▶ _RECORDS SUPPLIED_

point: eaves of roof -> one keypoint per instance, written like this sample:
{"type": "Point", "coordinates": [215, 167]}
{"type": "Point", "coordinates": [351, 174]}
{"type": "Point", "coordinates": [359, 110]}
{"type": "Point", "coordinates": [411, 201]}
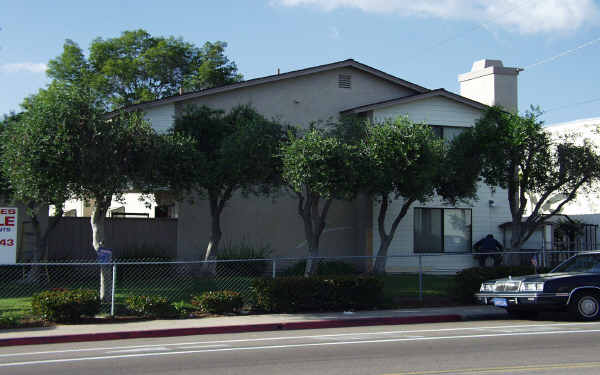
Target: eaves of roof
{"type": "Point", "coordinates": [416, 97]}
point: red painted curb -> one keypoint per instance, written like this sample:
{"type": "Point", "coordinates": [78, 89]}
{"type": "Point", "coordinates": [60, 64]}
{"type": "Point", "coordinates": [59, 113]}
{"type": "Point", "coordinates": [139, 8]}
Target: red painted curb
{"type": "Point", "coordinates": [227, 329]}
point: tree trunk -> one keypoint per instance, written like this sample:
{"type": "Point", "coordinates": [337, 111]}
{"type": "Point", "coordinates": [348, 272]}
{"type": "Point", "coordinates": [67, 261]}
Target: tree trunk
{"type": "Point", "coordinates": [97, 221]}
{"type": "Point", "coordinates": [381, 260]}
{"type": "Point", "coordinates": [386, 238]}
{"type": "Point", "coordinates": [212, 250]}
{"type": "Point", "coordinates": [313, 251]}
{"type": "Point", "coordinates": [314, 224]}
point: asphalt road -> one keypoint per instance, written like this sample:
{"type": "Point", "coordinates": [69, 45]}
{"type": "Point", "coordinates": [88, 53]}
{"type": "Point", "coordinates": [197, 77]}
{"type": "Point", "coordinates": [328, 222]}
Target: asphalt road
{"type": "Point", "coordinates": [484, 347]}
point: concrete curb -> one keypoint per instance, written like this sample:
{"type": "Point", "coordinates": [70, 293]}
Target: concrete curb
{"type": "Point", "coordinates": [170, 332]}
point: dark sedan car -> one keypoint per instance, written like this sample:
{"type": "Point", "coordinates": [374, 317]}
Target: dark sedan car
{"type": "Point", "coordinates": [574, 285]}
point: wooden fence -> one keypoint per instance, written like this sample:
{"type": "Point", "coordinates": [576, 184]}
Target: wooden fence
{"type": "Point", "coordinates": [127, 237]}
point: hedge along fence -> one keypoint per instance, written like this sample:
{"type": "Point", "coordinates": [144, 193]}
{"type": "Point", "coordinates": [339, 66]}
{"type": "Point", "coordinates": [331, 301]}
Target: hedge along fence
{"type": "Point", "coordinates": [296, 293]}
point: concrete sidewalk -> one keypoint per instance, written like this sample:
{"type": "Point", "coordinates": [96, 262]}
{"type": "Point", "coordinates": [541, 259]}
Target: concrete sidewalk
{"type": "Point", "coordinates": [242, 323]}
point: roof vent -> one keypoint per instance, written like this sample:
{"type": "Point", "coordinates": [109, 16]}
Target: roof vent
{"type": "Point", "coordinates": [345, 81]}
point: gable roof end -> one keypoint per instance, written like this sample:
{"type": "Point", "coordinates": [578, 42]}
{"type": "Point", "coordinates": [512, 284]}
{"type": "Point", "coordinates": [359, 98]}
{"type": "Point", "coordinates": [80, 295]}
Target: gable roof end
{"type": "Point", "coordinates": [277, 77]}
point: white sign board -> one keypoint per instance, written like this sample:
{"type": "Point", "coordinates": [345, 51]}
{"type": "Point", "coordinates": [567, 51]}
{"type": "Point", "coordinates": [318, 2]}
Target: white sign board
{"type": "Point", "coordinates": [8, 235]}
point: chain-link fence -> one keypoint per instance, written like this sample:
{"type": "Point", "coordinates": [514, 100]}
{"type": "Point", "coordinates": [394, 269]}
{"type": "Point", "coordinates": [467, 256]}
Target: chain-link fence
{"type": "Point", "coordinates": [411, 277]}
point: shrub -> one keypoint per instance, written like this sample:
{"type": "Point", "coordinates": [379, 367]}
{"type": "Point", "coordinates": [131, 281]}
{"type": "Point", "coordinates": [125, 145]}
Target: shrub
{"type": "Point", "coordinates": [294, 294]}
{"type": "Point", "coordinates": [468, 281]}
{"type": "Point", "coordinates": [11, 320]}
{"type": "Point", "coordinates": [219, 302]}
{"type": "Point", "coordinates": [323, 268]}
{"type": "Point", "coordinates": [64, 305]}
{"type": "Point", "coordinates": [150, 306]}
{"type": "Point", "coordinates": [181, 309]}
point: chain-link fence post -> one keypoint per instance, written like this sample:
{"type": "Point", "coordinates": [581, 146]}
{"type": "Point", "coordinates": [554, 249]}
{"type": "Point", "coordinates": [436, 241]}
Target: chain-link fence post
{"type": "Point", "coordinates": [112, 294]}
{"type": "Point", "coordinates": [420, 278]}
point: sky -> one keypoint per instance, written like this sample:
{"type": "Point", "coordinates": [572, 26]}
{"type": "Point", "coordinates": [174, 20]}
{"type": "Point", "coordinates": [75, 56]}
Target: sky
{"type": "Point", "coordinates": [427, 42]}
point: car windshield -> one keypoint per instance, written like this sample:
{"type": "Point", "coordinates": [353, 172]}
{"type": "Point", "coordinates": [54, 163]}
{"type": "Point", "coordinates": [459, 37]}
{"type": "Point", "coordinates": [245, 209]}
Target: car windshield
{"type": "Point", "coordinates": [580, 263]}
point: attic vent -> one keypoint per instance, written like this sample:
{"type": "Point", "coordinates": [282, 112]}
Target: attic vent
{"type": "Point", "coordinates": [345, 81]}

▶ _SET TASK_
Retype everything from the line containing "point: chain-link fence post" down to the line containing "Target: chain-link fence post", both lines included, with no changes.

▶ _WORKED SOLUTION_
point: chain-link fence post -> one keypoint per instance, written like this sample:
{"type": "Point", "coordinates": [581, 146]}
{"type": "Point", "coordinates": [554, 249]}
{"type": "Point", "coordinates": [436, 241]}
Target: chain-link fence post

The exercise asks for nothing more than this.